Count the lines in the items below that contain the word "above", and reply with only that number.

SUPPLIED INFORMATION
((
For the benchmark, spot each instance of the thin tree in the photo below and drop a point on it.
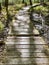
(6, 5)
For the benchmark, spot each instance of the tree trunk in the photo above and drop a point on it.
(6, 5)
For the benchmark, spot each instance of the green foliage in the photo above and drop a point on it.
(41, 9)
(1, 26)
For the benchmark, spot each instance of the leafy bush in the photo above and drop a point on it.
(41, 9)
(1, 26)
))
((
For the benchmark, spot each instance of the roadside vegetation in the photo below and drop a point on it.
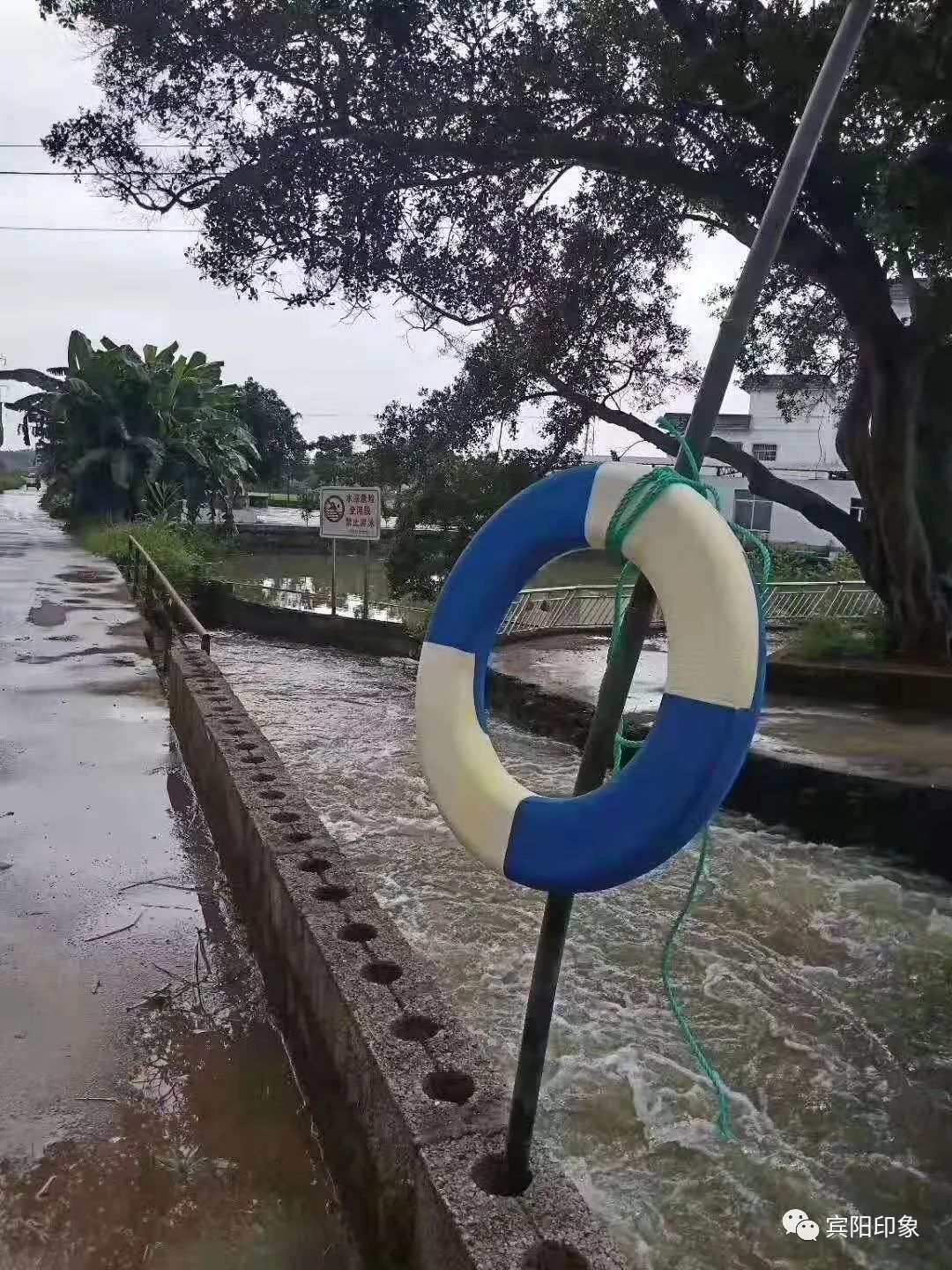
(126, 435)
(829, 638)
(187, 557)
))
SOLUTION FOR THIS TASK
3